═══ The input
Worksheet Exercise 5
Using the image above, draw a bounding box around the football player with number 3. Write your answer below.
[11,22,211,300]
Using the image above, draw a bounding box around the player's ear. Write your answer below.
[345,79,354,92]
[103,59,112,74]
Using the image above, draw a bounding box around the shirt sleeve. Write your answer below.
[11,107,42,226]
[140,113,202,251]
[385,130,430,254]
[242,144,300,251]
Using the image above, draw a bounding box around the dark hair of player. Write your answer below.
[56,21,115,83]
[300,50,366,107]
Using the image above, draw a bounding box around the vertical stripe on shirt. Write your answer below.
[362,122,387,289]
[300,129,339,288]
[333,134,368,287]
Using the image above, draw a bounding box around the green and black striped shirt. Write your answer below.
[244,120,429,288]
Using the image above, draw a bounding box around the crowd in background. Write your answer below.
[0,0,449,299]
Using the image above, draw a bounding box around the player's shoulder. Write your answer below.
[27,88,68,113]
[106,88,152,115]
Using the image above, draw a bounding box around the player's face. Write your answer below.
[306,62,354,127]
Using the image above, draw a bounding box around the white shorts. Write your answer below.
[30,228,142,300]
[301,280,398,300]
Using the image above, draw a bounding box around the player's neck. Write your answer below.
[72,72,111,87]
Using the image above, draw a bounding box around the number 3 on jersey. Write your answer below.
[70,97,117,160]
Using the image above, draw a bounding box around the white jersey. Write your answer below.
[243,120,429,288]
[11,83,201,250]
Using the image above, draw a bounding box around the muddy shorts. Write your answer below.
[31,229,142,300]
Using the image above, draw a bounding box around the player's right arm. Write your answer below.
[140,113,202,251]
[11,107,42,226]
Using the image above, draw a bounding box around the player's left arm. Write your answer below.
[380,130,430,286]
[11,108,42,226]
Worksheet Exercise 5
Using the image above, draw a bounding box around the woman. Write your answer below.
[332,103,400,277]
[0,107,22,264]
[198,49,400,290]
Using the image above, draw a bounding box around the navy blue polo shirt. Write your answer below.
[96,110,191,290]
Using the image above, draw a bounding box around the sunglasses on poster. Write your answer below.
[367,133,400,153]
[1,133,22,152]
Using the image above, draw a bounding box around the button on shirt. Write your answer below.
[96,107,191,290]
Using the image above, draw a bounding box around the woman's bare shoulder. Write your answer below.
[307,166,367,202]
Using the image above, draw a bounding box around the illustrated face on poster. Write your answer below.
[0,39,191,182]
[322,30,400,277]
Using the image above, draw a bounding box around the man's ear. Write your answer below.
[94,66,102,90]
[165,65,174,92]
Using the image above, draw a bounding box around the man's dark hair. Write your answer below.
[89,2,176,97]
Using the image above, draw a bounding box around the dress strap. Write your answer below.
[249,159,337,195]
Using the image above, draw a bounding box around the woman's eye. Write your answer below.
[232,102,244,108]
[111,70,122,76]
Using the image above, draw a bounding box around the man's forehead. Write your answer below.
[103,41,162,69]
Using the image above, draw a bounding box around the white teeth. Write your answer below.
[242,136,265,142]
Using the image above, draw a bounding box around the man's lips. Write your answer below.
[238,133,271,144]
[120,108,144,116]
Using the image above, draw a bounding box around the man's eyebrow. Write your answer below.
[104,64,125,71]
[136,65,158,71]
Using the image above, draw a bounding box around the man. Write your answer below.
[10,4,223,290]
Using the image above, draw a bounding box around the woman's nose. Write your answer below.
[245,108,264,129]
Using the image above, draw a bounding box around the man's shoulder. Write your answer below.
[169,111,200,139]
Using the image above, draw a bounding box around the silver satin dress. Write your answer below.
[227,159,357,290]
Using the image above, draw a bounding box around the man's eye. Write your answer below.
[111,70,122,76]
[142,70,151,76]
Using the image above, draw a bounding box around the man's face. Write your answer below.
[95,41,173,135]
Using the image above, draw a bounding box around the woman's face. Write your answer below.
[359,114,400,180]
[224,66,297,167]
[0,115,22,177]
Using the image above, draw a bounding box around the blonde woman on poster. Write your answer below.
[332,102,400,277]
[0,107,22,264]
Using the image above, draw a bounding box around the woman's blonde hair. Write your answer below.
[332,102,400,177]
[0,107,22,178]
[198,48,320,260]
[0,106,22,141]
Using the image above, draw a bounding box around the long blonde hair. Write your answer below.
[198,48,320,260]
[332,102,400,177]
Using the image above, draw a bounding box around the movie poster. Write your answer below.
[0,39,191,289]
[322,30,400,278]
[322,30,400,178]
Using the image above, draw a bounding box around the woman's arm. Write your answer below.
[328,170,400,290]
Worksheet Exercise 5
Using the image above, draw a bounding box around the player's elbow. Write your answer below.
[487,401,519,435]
══════
═══ The input
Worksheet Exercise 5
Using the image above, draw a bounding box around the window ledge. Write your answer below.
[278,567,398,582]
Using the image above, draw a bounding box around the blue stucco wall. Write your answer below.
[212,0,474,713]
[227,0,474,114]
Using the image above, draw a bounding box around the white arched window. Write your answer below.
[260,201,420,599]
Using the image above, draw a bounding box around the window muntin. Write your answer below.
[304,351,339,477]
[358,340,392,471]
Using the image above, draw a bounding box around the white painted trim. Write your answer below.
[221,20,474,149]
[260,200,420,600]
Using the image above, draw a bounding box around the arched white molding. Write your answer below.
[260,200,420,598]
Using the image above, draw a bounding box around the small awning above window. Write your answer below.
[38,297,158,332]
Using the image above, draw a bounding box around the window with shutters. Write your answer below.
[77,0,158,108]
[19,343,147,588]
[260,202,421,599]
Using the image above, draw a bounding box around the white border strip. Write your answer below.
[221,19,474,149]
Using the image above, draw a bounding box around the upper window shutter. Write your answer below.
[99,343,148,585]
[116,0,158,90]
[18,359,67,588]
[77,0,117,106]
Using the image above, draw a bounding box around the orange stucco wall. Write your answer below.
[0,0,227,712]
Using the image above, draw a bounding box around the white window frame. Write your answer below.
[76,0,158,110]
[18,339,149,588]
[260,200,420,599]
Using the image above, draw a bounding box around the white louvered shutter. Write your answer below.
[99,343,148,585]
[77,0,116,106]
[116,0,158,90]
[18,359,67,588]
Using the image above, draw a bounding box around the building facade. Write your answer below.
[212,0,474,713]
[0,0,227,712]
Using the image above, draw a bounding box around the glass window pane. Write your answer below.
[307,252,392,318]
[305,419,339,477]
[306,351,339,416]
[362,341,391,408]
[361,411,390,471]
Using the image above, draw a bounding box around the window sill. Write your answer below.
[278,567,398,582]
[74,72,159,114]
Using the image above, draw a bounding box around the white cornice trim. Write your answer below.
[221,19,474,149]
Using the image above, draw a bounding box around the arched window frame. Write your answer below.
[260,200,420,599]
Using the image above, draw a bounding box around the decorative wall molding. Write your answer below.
══════
(Aim) Substitute "arched window casing" for "arched window frame" in the entries starting at the line containing "sill. Write your answer below." and ending at the line containing "Using the image above, draw a bounding box around the decorative". Return only those lines, with everything else left unchanged.

(The reply)
Using the image above, draw a bounding box around the window sill. Write your answer below.
[278,567,398,582]
[74,72,159,114]
Using the image above, draw a bounding box around the white cornice trim. Write your answer below.
[221,19,474,149]
Using the image above, draw a bounding box around the arched window casing. Write your answer below.
[260,200,420,599]
Using the image above, draw a bounding box around the decorative wall molding. Write your answer below.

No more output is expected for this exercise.